▸ **Passage fourni**:
──────

# mail pièces jointes



## xdc (2 Décembre 2008)

Bonjour à tous, j'ai un petit souci, ces derniers temps, avec Mail. quand je veux inclure une pièce jointe dans un nouveau message, mail ne me permet plus de le placer ou je le souhaite dans la fenêtre du nouveau message. il positionne automatiquement la pièce jointe (ici, un petit film) en fin de message (après ma signature). est ce un bug ? ou quelqu'un connaît le moyen de remedier à ce petit problème.

merci.


----------



## xdc (2 Décembre 2008)

oups !!!!

j'ai trouvé tout seul. désolé. il suffisait de mieux regarder dans l'aide de MAil. ainsi, il faut aller dans édition, pièces jointes et décocher "veiller à toujours insérer les pièces jointes en fin de message."
:rateau:


----------



## GraphiqueDesign (2 Décembre 2008)

xdc a dit:


> oups !!!!
> 
> j'ai trouvé tout seul. désolé. il suffisait de mieux regarder dans l'aide de MAil. ainsi, il faut aller dans édition, pièces jointes et décocher "veiller à toujours insérer les pièces jointes en fin de message."
> :rateau:



... mais comme le dit également le message, tu risques d'avoir ensuite des soucis de compabilité avec les personnes sous Windows, ce qui, entre nous, n'est pas un scoop avec Mail !!!


Note du modo : mais là, tu as déjà un souci de compatibilité avec le forum "Applications", ça serait bien, avant d'ouvrir un topic, de prendre l'habitude de lire les annonces annotées "à lire avant de poster" lorsqu'il y en a en tête de forum. On déménage !


----------

──────

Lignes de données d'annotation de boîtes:
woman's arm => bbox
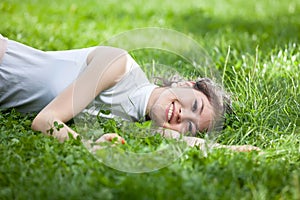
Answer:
[32,47,130,141]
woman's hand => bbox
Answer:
[96,133,125,144]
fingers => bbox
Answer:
[96,133,126,144]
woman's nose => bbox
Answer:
[178,109,195,122]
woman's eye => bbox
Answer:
[192,100,198,112]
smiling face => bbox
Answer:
[148,87,214,135]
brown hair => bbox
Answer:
[155,75,233,132]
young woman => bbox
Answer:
[0,35,254,150]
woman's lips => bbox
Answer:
[166,102,175,123]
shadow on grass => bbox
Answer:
[171,9,300,53]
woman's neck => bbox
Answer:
[146,87,166,117]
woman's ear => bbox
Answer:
[171,81,196,87]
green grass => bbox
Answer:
[0,0,300,199]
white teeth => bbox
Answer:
[168,104,174,121]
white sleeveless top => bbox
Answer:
[0,35,156,120]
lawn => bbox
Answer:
[0,0,300,200]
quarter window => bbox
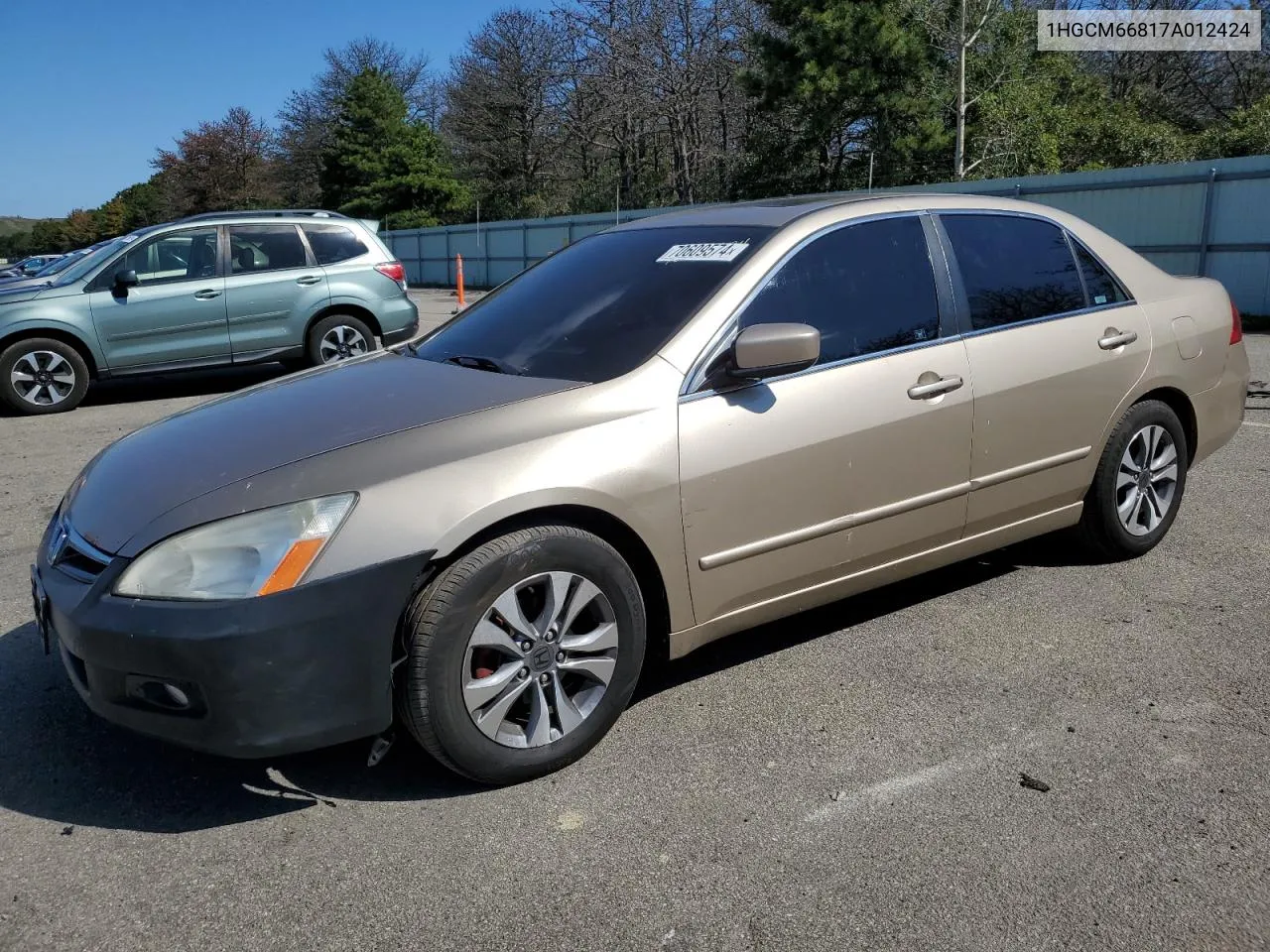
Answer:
[941,214,1085,330]
[740,216,940,363]
[300,225,369,264]
[230,225,309,274]
[1072,241,1129,307]
[114,227,216,285]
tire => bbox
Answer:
[305,313,378,367]
[0,337,89,414]
[396,526,647,784]
[1077,400,1190,561]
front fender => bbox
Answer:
[0,310,109,373]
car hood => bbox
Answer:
[64,352,583,552]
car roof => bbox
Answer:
[608,190,1054,231]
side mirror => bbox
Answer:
[727,323,821,380]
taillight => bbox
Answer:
[375,262,405,291]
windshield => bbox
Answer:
[414,225,772,384]
[32,251,83,278]
[54,235,135,287]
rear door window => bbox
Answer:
[228,225,309,274]
[114,226,216,286]
[940,214,1085,330]
[740,216,940,363]
[300,225,369,264]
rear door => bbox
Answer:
[225,223,330,362]
[939,212,1151,535]
[89,225,230,371]
[675,214,971,622]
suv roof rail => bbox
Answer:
[178,208,348,221]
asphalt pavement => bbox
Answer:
[0,314,1270,952]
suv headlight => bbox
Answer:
[114,493,357,599]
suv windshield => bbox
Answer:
[414,225,772,384]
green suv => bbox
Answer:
[0,210,419,414]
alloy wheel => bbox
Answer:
[9,350,76,407]
[1115,424,1180,536]
[462,571,618,748]
[318,323,369,363]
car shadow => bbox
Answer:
[0,540,1086,833]
[82,363,289,407]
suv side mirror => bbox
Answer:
[727,323,821,380]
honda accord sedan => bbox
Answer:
[32,194,1248,783]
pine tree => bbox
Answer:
[321,69,466,228]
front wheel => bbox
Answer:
[0,337,87,414]
[398,526,647,784]
[1079,400,1190,561]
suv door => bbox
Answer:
[680,213,971,622]
[939,212,1151,535]
[89,225,230,371]
[225,223,330,362]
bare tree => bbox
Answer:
[442,9,566,214]
[151,107,278,214]
[902,0,1030,180]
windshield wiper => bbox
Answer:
[442,354,525,377]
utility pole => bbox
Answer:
[952,0,966,181]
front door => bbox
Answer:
[225,225,330,361]
[680,214,971,623]
[940,213,1151,535]
[89,226,230,371]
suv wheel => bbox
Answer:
[398,526,645,783]
[0,337,87,414]
[305,313,376,364]
[1080,400,1190,561]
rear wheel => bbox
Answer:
[305,313,376,364]
[398,526,645,783]
[1080,400,1190,559]
[0,337,87,414]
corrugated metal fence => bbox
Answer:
[384,156,1270,314]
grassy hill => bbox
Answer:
[0,214,52,237]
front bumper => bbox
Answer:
[32,545,431,758]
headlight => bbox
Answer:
[114,493,357,599]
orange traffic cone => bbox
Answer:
[454,254,467,313]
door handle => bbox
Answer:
[908,371,961,400]
[1098,327,1138,350]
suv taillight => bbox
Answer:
[375,262,405,291]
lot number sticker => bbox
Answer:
[657,241,749,264]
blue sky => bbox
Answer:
[0,0,549,217]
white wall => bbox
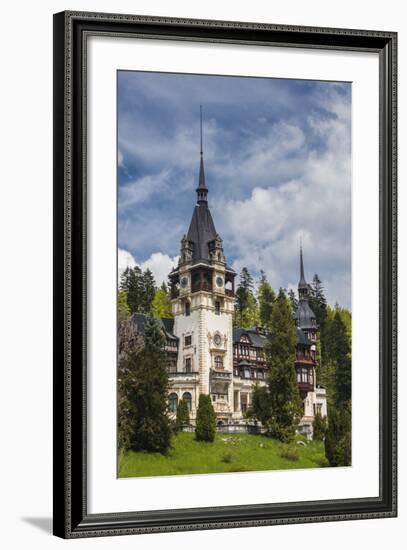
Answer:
[0,0,407,550]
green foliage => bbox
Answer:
[257,270,276,328]
[252,289,303,442]
[288,288,298,312]
[233,267,259,328]
[280,445,300,462]
[118,318,171,453]
[175,399,189,430]
[151,288,172,318]
[313,412,327,441]
[325,407,352,466]
[326,309,352,406]
[195,393,216,442]
[120,265,156,314]
[117,290,131,323]
[119,432,327,478]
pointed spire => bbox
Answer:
[196,105,208,204]
[298,244,308,289]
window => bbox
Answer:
[182,391,192,412]
[168,393,178,412]
[215,355,223,369]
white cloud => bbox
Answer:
[117,248,179,286]
[215,94,351,307]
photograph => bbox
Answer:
[116,70,352,478]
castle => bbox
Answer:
[133,117,327,437]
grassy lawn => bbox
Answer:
[119,433,328,477]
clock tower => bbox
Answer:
[169,111,236,423]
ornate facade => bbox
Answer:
[131,125,327,437]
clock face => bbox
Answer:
[213,333,222,346]
[181,277,188,288]
[216,277,223,287]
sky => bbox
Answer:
[118,71,351,309]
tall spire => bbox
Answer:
[196,105,208,205]
[298,248,308,290]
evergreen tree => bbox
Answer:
[195,393,216,442]
[288,288,298,313]
[325,407,352,466]
[127,265,143,313]
[326,308,352,407]
[313,412,327,441]
[117,290,131,323]
[309,273,328,333]
[257,270,276,328]
[119,318,171,453]
[140,268,156,314]
[233,267,259,328]
[151,287,172,317]
[253,289,303,442]
[175,399,189,430]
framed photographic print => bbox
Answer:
[54,12,397,538]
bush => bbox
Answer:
[222,453,233,464]
[175,399,189,430]
[313,412,327,441]
[195,394,216,442]
[280,447,300,462]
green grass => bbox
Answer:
[119,433,328,478]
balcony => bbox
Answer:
[210,369,232,381]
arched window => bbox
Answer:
[168,393,178,412]
[182,391,192,411]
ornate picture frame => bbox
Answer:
[53,11,397,538]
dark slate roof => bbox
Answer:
[297,327,311,346]
[294,299,315,329]
[187,203,220,262]
[132,313,178,340]
[233,327,311,348]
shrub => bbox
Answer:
[222,453,233,464]
[175,399,189,430]
[195,394,216,442]
[280,447,300,462]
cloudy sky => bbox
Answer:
[118,71,351,308]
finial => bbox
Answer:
[199,105,203,155]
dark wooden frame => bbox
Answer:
[54,12,397,538]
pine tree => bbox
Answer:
[288,288,298,313]
[119,318,171,453]
[313,412,327,441]
[257,270,276,328]
[117,290,131,324]
[325,407,352,466]
[195,393,216,442]
[253,289,302,442]
[140,268,156,314]
[326,307,352,407]
[151,287,172,317]
[175,399,189,430]
[233,267,259,328]
[309,273,328,332]
[128,265,143,313]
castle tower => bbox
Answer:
[169,110,236,422]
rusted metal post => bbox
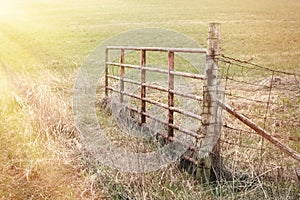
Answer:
[105,48,108,98]
[168,51,174,137]
[120,49,125,103]
[141,50,146,124]
[197,23,221,182]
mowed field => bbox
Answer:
[0,0,300,199]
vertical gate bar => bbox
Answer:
[105,48,108,97]
[120,49,125,103]
[168,51,174,137]
[141,50,146,124]
[196,23,222,182]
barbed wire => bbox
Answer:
[218,54,300,159]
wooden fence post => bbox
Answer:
[141,50,146,124]
[168,51,174,137]
[196,23,221,182]
[120,49,125,103]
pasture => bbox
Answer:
[0,0,300,199]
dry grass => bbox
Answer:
[0,68,105,199]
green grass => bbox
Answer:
[0,0,300,199]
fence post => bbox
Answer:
[105,48,108,98]
[120,49,125,103]
[168,51,174,137]
[196,23,221,182]
[141,49,146,124]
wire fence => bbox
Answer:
[218,55,300,182]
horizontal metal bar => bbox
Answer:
[107,87,201,120]
[107,79,203,101]
[170,71,205,80]
[107,75,141,85]
[169,107,201,120]
[170,90,203,101]
[106,46,207,53]
[157,132,196,151]
[125,106,204,139]
[106,62,205,80]
[106,62,169,74]
[143,112,204,139]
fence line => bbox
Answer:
[218,54,300,166]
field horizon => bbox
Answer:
[0,0,300,199]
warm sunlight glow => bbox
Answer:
[0,0,17,19]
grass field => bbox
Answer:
[0,0,300,199]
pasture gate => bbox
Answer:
[105,23,300,181]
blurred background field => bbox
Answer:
[0,0,300,199]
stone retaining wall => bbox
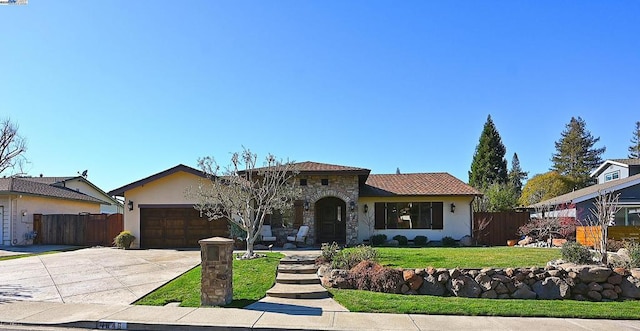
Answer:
[319,262,640,301]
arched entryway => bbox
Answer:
[315,197,347,244]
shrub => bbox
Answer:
[331,245,378,269]
[321,241,340,262]
[413,236,429,246]
[393,235,409,246]
[625,241,640,268]
[370,234,387,246]
[562,241,592,264]
[113,231,136,249]
[442,236,458,247]
[607,239,625,252]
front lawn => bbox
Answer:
[329,289,640,319]
[135,253,284,308]
[376,247,560,268]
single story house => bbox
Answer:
[21,176,124,214]
[109,162,480,247]
[531,159,640,226]
[0,177,106,246]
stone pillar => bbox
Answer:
[198,237,233,306]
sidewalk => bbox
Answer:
[0,300,640,331]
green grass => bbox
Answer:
[376,247,560,268]
[329,289,640,319]
[135,253,284,308]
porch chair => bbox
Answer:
[260,225,276,243]
[287,225,309,244]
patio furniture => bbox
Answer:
[287,225,309,244]
[260,225,276,243]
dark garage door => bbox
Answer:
[140,208,229,248]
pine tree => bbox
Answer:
[509,153,529,199]
[469,115,507,190]
[551,117,606,189]
[628,121,640,159]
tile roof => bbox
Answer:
[611,159,640,165]
[294,161,371,173]
[0,178,104,203]
[531,174,640,207]
[360,172,482,196]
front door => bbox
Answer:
[315,197,347,244]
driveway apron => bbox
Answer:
[0,247,200,305]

──────

▸ **Consignes de l'exercice**:
1: Extrayez du fil de discussion sur Mail le passage qui commence par « # mail pièces » et se poursuit jusqu'à « ce petit problème. », sans rien y changer.
2: Dans les enregistrements, pouvez-vous reprendre les lignes en partant de celle qui contient « woman's lips => bbox » et en allant jusqu'à celle qui contient « [54,235,135,287] », en remplaçant « woman's » par « girl's » sans rien modifier d'autre ? Ne donnez que ces lignes et laissez les images de côté.
Le texte et les enregistrements n'ont aucun lien entre eux.

▸ **Résultats par tâche**:
1:
# mail pièces jointes



## xdc (2 Décembre 2008)

Bonjour à tous, j'ai un petit souci, ces derniers temps, avec Mail. quand je veux inclure une pièce jointe dans un nouveau message, mail ne me permet plus de le placer ou je le souhaite dans la fenêtre du nouveau message. il positionne automatiquement la pièce jointe (ici, un petit film) en fin de message (après ma signature). est ce un bug ? ou quelqu'un connaît le moyen de remedier à ce petit problème.

2:
girl's lips => bbox
Answer:
[166,102,175,123]
shadow on grass => bbox
Answer:
[171,9,300,53]
girl's neck => bbox
Answer:
[146,87,166,117]
girl's ear => bbox
Answer:
[171,81,196,87]
green grass => bbox
Answer:
[0,0,300,199]
white teeth => bbox
Answer:
[168,104,174,121]
white sleeveless top => bbox
Answer:
[0,35,156,120]
lawn => bbox
Answer:
[0,0,300,200]
quarter window => bbox
Answer:
[941,214,1085,330]
[740,216,940,363]
[300,225,369,264]
[230,225,309,274]
[1072,241,1129,307]
[114,227,216,285]
tire => bbox
Answer:
[305,313,378,367]
[0,337,89,414]
[396,526,647,784]
[1077,400,1190,561]
front fender => bbox
Answer:
[0,310,109,373]
car hood => bbox
Answer:
[64,352,583,552]
car roof => bbox
Answer:
[608,190,1054,231]
side mirror => bbox
Answer:
[727,323,821,380]
taillight => bbox
Answer:
[375,262,405,291]
windshield => bbox
Answer:
[414,225,772,384]
[32,251,83,278]
[54,235,135,287]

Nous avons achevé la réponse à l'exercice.